§ YOUR INSTRUCTIONS
Can you lay out every line of the material below as a JSON list of strings, one string per line, with blank lines left out?

Stored data entries:
○ ○ ○ ○

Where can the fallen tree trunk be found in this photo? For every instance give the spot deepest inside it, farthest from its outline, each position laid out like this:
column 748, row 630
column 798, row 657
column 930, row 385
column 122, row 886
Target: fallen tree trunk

○ ○ ○ ○

§ RESULT FOR THIS EXERCISE
[
  "Where can the fallen tree trunk be found in this photo? For every instance give the spot deepest inside it, farthest from its outline, each position laid out like this:",
  "column 748, row 630",
  "column 798, row 657",
  "column 930, row 385",
  "column 122, row 886",
  "Target: fallen tree trunk"
]